**What this task involves:**
Present the listing below as a numbered list, omitting any blank lines.

**Supplied records:**
↓↓↓

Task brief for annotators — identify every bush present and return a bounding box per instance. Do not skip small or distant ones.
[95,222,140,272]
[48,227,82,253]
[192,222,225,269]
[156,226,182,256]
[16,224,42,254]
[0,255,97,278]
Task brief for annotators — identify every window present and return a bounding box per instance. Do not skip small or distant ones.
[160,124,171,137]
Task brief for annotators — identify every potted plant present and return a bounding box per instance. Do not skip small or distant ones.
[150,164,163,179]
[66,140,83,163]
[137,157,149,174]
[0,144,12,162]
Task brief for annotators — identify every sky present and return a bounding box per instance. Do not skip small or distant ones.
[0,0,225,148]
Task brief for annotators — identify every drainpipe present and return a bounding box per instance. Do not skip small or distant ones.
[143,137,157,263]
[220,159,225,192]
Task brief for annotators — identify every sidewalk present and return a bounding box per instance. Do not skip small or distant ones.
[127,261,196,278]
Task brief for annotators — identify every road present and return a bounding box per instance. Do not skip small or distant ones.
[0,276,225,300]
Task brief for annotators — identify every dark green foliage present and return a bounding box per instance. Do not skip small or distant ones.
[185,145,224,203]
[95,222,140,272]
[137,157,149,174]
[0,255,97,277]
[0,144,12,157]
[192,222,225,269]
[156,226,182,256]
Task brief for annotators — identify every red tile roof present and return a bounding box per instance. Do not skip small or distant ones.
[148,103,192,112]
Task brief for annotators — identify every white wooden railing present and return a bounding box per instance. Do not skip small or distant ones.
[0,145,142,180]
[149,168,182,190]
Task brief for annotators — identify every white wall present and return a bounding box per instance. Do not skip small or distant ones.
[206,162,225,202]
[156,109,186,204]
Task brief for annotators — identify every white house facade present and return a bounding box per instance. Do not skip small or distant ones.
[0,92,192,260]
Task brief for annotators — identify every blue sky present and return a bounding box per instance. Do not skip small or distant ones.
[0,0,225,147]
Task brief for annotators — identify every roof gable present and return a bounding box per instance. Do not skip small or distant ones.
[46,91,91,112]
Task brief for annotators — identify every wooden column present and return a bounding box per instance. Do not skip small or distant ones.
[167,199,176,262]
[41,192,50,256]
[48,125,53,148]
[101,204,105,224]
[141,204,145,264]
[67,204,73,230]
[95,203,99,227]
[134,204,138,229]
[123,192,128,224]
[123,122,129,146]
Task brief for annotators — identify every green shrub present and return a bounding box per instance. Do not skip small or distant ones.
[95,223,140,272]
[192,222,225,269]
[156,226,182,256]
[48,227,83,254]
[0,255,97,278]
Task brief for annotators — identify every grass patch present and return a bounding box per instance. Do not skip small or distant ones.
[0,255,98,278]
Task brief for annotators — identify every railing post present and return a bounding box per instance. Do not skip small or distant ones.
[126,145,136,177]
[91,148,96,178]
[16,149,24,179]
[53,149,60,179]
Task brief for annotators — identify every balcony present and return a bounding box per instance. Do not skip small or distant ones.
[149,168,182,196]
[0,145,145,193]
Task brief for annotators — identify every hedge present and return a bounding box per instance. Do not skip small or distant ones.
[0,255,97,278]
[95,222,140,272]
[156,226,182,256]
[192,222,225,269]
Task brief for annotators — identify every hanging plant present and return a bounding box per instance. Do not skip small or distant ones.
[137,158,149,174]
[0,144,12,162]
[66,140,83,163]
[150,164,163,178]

↑↑↑

**Reply:**
1. Task brief for annotators — identify every bush present and return a bounding box per instance. Do not skip small or distant ones.
2. [95,222,140,272]
3. [48,227,82,253]
4. [192,222,225,269]
5. [156,226,182,256]
6. [16,224,42,254]
7. [0,255,97,278]
8. Task brief for annotators — identify every window present and return a bounding box per instance. Do not skip small or distant ones.
9. [160,124,171,137]
10. Task brief for annotators — identify every potted plant present and return a bounding box per instance. Do not skip small or distant ones.
11. [150,164,163,179]
12. [66,140,83,163]
13. [137,157,149,174]
14. [0,144,12,162]
15. Task brief for annotators — identify every sky present and return a bounding box per instance. Do not skip small or distant ones.
16. [0,0,225,148]
17. Task brief for annotators — identify every drainpipe present and return a bounding box per instance. Do not skip small or distant ones.
18. [143,137,157,263]
19. [220,159,225,192]
20. Task brief for annotators — identify every sidewalk present and return a bounding box per instance. Do not skip small or distant ones.
21. [127,261,196,278]
22. Task brief for annotators — identify every road present and return a bounding box per instance. Do not skip small or distant ones.
23. [0,276,225,300]
24. Task brief for annotators — identify every dark green foliage present and return a bounding box per instance. Do not skip small or distant ones.
25. [185,145,224,203]
26. [95,222,140,272]
27. [137,157,149,174]
28. [0,255,97,277]
29. [0,144,12,157]
30. [192,222,225,269]
31. [156,226,182,256]
32. Task brief for annotators — identify every red tile roof present and return a bounding box per instance. Do not skip small or distant ones.
33. [148,103,192,112]
34. Task brief for annotators — identify every white wooden railing present and return a bounding box per instance. Do not skip small or distant ones.
35. [0,145,142,180]
36. [149,168,182,190]
37. Task brief for annotators — identify every white wall present and return a bounding box per instance. Do not skip small or distant ones.
38. [206,162,225,202]
39. [156,109,186,204]
40. Task brief for annotators — identify every white house facade present and return a bounding box per instance. Do not skip small or distant ones.
41. [0,92,192,260]
42. Task brief for annotators — identify every blue sky present and return a bounding box per instance. Do not skip small or distant ones.
43. [0,0,225,147]
44. Task brief for annotators — identify every roof gable present and return a bounding box per instance. Do not skip small or distant ones.
45. [46,91,91,112]
46. Task brief for annotators — identify every wooden column present and return a bounding box per instance. Do not skip small or distant ones.
47. [167,199,176,262]
48. [41,192,50,256]
49. [48,125,53,148]
50. [101,204,105,224]
51. [141,204,145,264]
52. [67,204,73,230]
53. [95,203,99,227]
54. [134,204,138,229]
55. [123,192,128,224]
56. [123,122,129,146]
57. Task brief for annotators — identify every green shrub present and return a bounding box per instance. Do not skip small or distant ones.
58. [95,223,140,272]
59. [192,222,225,269]
60. [156,226,182,256]
61. [48,227,83,254]
62. [0,255,97,278]
63. Task brief for annotators — identify every grass patch present and return a bounding box per instance. Do not skip small or distant ones.
64. [0,255,98,278]
65. Task brief for annotators — identify every railing post present and return a bounding box per instance. Do not skip small or distant ones.
66. [126,145,136,177]
67. [91,148,96,178]
68. [16,149,24,179]
69. [53,149,60,179]
70. Task brief for annotators — identify every balcony present and return a bounding box per instance. Do not skip small or distant ones.
71. [149,168,182,196]
72. [0,145,145,193]
73. Task brief for annotators — identify every hedge present and return a bounding box per instance. Do not skip small or distant ones.
74. [0,255,97,278]
75. [95,222,140,272]
76. [156,226,182,256]
77. [192,222,225,269]
78. Task brief for annotators — identify every hanging plant present and return a bounding box per instance. Do not skip small or distant ones.
79. [137,158,149,174]
80. [0,144,12,162]
81. [66,140,83,163]
82. [150,164,163,178]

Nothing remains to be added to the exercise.